#### [Excerpt provided]
## START

Minority-sect Muslims beaten to death and skulls crushed with rocks -- while killers laughed and danced.
A shocking verdict rendered by an Indonesian court underscores the rising tide of violence and discrimination against religious minorities in Indonesia, long purported to be the world’s most tolerant Muslim nation.
In February 2011, Deden Sudjana, a 48-year old Indonesian male, was one of twenty members of a Muslim minority sect called the Ahmadiyah who were violently attacked by an enraged Muslim mob while they gathered in a house in the Indonesian village of Cikeusik.
The fury of the mob attack -- which ironically occurred during Indonesia’s Interfaith Harmony Week -- was engendered by the presence of Ahmadiyah in Cikeusik. The Ahmadiyah, with 200,000 followers in Indonesia, is considered heretical by many Muslims because of its belief that Muhammad was not the final prophet.

## END

#### [Data entries]
## START

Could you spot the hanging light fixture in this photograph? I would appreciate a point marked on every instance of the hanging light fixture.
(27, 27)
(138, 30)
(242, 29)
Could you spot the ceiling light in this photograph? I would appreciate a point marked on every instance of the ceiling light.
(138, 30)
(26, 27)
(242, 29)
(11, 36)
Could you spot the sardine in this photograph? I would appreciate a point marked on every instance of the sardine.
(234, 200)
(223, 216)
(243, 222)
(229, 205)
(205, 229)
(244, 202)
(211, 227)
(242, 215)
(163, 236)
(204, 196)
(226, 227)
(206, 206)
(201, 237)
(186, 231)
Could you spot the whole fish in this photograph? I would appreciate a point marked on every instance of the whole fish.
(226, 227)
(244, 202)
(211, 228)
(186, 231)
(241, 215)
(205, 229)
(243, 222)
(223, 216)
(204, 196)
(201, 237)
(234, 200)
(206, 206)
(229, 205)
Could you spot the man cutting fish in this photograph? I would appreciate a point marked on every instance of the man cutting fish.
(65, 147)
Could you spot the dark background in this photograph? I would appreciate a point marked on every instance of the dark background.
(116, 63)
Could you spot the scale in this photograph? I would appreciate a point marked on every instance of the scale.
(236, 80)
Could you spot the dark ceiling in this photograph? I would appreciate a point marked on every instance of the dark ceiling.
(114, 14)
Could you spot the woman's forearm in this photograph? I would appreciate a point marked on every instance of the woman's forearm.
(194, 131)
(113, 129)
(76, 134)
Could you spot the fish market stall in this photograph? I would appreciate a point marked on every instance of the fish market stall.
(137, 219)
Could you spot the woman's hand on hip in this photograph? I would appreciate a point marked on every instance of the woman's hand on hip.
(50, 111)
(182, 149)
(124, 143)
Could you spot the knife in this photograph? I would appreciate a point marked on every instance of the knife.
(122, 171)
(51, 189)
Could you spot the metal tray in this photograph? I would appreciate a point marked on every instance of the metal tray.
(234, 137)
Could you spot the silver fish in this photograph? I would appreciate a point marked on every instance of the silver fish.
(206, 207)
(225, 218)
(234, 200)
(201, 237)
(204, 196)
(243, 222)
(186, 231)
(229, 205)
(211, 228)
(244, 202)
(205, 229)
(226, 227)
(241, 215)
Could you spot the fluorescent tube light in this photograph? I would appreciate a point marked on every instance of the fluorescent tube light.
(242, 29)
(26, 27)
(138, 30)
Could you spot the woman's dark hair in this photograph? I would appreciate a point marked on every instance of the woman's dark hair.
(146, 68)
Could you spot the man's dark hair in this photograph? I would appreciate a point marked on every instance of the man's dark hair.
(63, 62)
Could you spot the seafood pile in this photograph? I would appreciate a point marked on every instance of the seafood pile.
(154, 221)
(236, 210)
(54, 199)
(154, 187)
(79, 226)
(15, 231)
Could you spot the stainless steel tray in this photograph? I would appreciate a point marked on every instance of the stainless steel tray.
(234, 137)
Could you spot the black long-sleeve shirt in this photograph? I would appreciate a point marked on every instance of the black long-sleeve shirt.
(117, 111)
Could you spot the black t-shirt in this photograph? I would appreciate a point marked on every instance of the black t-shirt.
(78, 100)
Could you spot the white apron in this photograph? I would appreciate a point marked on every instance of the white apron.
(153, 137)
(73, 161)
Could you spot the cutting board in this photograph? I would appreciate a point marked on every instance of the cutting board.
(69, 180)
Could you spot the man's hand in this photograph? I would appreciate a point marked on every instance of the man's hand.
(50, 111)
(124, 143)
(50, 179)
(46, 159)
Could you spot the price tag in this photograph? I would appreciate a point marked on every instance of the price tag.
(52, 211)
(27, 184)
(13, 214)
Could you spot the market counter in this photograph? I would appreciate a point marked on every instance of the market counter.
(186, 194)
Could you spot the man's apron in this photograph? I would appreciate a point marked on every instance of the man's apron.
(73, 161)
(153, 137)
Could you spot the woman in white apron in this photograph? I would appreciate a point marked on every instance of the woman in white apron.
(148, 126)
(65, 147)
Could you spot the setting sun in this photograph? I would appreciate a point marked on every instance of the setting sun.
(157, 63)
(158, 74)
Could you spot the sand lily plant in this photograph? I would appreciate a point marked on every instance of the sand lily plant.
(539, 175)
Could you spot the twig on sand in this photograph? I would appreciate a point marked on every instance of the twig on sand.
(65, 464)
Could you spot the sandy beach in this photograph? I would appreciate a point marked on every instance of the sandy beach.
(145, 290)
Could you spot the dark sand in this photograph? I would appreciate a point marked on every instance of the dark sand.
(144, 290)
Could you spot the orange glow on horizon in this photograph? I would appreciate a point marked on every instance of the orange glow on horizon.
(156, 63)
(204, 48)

## END

#### [Given problem 1]
Translate this sentence from the article on the Cikeusik attack into Spanish: "The Ahmadiyah, with 200,000 followers in Indonesia, is considered heretical by many Muslims because of its belief that Muhammad was not the final prophet."
#### [Given problem 2]
Pull out every line of the listing that contains the string "black", treating uppercase and lowercase as different.

#### [Complete output 1]
La Ahmadiyah, con 200.000 seguidores en Indonesia, es considerada herética por muchos musulmanes debido a su creencia de que Mahoma no fue el último profeta.

#### [Complete output 2]
Could you spot the black long-sleeve shirt in this photograph? I would appreciate a point marked on every instance of the black long-sleeve shirt.
Could you spot the black t-shirt in this photograph? I would appreciate a point marked on every instance of the black t-shirt.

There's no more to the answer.